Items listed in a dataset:

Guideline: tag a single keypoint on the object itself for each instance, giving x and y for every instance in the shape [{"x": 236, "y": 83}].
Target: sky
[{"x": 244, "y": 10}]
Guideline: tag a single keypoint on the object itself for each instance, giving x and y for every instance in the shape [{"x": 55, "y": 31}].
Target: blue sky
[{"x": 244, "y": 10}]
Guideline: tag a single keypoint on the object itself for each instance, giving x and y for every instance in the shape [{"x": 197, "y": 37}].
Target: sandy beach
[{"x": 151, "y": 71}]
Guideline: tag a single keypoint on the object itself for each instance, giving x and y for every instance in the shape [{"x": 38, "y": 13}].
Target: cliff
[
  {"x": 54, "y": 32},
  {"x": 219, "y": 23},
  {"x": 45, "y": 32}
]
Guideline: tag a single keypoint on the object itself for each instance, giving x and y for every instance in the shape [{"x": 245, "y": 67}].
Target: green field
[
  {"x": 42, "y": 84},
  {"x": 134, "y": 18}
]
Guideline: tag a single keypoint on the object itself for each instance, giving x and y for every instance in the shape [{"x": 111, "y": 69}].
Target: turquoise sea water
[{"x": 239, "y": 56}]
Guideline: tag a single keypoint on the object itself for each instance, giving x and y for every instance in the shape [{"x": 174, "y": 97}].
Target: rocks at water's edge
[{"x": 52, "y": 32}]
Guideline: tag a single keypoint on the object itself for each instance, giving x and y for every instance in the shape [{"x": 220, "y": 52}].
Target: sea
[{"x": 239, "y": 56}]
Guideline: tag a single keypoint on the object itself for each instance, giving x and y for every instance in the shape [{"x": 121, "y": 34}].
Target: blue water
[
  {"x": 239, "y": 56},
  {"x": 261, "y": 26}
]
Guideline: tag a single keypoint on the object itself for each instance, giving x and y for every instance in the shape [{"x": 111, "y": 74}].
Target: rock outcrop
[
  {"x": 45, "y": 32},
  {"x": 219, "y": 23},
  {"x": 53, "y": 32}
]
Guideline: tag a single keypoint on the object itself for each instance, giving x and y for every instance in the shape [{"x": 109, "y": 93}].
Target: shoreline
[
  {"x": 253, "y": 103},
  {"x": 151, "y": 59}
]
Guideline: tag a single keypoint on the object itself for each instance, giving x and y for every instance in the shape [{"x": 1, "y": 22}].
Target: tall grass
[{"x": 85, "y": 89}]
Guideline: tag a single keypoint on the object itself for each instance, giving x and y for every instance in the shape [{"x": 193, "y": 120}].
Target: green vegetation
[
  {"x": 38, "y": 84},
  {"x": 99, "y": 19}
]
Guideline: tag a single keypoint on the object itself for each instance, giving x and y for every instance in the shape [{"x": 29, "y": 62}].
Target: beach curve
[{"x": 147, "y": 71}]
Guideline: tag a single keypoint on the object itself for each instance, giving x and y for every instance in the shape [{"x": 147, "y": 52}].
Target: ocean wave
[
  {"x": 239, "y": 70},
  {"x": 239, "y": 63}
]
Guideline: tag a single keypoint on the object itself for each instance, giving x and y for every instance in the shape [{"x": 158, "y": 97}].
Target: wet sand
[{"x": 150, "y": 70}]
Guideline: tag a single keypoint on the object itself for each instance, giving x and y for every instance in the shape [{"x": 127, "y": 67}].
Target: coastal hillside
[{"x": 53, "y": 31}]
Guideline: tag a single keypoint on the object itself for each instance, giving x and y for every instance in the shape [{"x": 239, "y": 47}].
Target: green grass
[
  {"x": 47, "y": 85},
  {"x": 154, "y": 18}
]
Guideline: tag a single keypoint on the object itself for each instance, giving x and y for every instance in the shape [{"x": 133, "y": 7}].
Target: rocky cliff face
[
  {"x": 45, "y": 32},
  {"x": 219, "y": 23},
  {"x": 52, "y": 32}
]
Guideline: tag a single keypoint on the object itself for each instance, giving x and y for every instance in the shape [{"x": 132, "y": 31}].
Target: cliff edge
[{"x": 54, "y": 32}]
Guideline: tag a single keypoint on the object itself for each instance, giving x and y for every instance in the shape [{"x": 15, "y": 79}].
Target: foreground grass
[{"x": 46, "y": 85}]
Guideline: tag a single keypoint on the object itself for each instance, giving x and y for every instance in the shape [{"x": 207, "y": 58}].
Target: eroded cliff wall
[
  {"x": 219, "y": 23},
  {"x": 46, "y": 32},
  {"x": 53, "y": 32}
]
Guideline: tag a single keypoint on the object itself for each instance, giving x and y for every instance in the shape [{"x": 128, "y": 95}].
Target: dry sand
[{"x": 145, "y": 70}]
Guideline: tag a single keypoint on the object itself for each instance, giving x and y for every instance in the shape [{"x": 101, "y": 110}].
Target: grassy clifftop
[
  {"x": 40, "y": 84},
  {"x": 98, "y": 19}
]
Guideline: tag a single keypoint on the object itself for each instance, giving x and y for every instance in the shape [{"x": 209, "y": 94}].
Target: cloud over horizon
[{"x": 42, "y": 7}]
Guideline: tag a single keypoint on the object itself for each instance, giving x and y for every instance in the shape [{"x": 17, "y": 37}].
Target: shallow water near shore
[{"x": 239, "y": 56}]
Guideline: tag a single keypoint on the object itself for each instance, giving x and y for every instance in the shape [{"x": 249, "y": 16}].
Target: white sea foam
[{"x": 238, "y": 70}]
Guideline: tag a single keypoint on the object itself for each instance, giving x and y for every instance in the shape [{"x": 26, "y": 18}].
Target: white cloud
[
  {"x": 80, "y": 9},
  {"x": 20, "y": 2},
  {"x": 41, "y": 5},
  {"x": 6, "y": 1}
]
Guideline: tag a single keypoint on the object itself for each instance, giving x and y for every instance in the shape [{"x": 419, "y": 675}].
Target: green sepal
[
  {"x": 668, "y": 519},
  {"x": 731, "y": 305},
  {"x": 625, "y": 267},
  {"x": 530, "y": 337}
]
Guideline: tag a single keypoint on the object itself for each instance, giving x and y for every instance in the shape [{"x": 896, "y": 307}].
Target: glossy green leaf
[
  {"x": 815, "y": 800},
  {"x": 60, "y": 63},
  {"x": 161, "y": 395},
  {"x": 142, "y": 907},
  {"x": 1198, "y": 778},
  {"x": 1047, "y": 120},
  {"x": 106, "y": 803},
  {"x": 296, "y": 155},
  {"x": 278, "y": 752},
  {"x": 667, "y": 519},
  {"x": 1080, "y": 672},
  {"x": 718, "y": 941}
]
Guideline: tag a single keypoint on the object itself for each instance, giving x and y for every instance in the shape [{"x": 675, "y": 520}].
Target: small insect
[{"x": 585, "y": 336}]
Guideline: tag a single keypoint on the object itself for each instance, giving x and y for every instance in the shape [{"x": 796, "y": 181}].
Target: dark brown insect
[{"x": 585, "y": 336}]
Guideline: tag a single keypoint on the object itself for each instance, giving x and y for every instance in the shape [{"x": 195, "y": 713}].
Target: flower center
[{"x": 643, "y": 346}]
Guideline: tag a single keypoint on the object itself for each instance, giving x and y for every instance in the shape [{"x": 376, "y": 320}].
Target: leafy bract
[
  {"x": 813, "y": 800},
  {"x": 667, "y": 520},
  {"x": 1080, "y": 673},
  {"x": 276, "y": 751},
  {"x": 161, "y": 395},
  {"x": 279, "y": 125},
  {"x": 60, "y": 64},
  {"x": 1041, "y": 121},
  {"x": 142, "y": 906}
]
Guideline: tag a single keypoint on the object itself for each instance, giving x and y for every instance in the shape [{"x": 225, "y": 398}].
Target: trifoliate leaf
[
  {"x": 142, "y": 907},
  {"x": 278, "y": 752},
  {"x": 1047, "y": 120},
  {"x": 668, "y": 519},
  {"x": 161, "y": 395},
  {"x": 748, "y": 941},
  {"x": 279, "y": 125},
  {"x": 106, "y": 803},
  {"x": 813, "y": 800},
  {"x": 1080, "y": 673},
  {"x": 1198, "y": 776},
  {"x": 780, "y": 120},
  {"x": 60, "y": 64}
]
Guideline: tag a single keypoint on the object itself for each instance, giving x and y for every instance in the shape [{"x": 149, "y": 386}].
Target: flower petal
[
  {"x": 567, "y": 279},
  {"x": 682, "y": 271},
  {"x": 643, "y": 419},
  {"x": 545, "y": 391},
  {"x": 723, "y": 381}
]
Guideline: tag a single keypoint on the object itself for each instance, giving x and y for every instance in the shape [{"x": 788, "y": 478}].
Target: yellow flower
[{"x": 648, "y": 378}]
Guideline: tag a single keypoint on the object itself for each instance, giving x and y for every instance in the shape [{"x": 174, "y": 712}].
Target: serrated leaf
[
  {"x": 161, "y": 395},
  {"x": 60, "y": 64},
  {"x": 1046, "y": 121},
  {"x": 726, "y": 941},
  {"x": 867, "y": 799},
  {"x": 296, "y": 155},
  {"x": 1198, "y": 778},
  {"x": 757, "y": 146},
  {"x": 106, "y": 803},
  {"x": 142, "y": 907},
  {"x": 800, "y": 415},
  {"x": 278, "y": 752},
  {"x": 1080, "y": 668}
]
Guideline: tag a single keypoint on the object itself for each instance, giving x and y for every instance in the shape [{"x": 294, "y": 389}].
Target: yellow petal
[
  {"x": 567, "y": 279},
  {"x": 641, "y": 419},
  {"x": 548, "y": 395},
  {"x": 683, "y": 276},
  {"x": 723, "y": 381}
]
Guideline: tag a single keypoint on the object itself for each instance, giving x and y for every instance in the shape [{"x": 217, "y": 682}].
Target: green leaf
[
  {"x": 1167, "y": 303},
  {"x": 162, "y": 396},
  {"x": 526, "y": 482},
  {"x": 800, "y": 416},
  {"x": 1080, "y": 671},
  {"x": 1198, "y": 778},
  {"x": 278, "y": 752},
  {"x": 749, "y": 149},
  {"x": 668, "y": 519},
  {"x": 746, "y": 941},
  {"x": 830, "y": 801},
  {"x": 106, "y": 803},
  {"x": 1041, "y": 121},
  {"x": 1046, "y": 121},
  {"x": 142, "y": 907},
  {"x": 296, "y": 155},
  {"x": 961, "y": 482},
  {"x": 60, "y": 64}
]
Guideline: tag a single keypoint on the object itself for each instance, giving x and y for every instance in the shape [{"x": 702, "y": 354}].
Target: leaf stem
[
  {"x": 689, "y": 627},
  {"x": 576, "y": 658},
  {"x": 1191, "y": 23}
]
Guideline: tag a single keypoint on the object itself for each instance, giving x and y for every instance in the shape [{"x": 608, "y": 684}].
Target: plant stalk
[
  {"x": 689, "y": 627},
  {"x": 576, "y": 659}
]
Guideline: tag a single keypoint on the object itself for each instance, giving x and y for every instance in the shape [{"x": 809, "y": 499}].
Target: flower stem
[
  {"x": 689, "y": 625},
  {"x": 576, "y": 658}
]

Exercise instructions: Set down each line from the line containing "Target: plant stalk" through the final line of the data, exactly and with nothing added.

Solution below:
Target: plant stalk
[
  {"x": 689, "y": 627},
  {"x": 576, "y": 659}
]
Guideline: tag a single keypoint on the object itself for each instance, giving x and y for every instance in the shape [{"x": 809, "y": 499}].
Target: flower stem
[
  {"x": 689, "y": 625},
  {"x": 576, "y": 658}
]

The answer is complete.